**WORK REQUEST:**
Every entry below is to be copied exactly as written.

____ DATA SUPPLIED

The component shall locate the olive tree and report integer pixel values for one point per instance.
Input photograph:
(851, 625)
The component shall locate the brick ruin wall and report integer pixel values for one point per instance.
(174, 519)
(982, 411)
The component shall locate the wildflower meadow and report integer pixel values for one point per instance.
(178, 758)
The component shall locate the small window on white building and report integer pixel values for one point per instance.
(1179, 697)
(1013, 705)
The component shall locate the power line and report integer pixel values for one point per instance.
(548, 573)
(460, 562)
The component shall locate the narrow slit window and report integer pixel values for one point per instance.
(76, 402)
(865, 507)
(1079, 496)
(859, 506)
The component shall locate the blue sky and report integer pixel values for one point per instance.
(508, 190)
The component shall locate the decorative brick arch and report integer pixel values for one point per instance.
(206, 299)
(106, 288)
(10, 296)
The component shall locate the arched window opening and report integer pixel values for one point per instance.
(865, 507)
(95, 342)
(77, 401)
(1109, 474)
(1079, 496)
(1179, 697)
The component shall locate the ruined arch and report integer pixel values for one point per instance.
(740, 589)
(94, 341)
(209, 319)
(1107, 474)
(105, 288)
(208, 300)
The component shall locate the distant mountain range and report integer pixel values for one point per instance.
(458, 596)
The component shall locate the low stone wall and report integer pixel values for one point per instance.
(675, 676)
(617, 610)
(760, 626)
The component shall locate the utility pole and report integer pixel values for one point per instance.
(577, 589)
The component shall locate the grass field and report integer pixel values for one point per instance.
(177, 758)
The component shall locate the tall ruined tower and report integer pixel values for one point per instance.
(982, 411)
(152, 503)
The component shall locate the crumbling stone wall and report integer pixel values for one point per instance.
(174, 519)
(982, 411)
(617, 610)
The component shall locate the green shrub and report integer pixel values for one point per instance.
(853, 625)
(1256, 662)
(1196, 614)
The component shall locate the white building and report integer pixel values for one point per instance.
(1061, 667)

________

**TASK RESPONSE:**
The component shall locate the olive tree and report integer pixel values for one point per instance.
Input photograph:
(851, 625)
The component shall locate the brick ruin wall and report integer pixel values for one point per instance.
(174, 519)
(982, 411)
The component shall locate the wildflower meadow and report integer pixel values for one point per instance.
(178, 758)
The component shall locate the small window on white building and report integer pixel values for one point per instance.
(1179, 697)
(1013, 705)
The component shall locate the power line and report integer pixel values for one point per instance.
(548, 573)
(460, 562)
The component shall locate the narrow slit window and report integer pixel values for one point per instance.
(76, 402)
(865, 507)
(1079, 496)
(859, 506)
The component shall locate the blue sky and report integer pixel values for one point per instance.
(508, 190)
The component shall locate the decorative brick arch and report integer pixel values for one point per instance.
(206, 299)
(106, 288)
(10, 296)
The component shall locate the arched window opening and report integer pixel values for one point per instance.
(865, 507)
(95, 342)
(77, 401)
(1109, 474)
(1079, 496)
(1179, 697)
The component shall locate the ruined arch and report integer pixel values for one point per instance.
(740, 589)
(94, 341)
(209, 319)
(1107, 474)
(105, 288)
(208, 300)
The component shall locate the distant mountain range and report integer pixel values for one point per instance.
(458, 596)
The component shall locate the low stone wall and report integer pixel values for one point per instance.
(675, 676)
(617, 610)
(760, 626)
The component shall locate the utility pole and report integer pixel values for one point per instance.
(577, 589)
The component shall locate the grass field and report integer pixel values for one point per instance.
(177, 758)
The component shall locate the tall ruined tower and report integer pixel values for one point per instance.
(982, 411)
(152, 503)
The component shall locate the crumbling stone wall and report integer pixel values for one point per instance.
(174, 519)
(982, 411)
(617, 610)
The component shall locate the green shrub and report integer pixel values for one point per instance.
(853, 625)
(1256, 662)
(1196, 614)
The component shall locate the white building and report integer pixel values for one point per instance.
(1061, 667)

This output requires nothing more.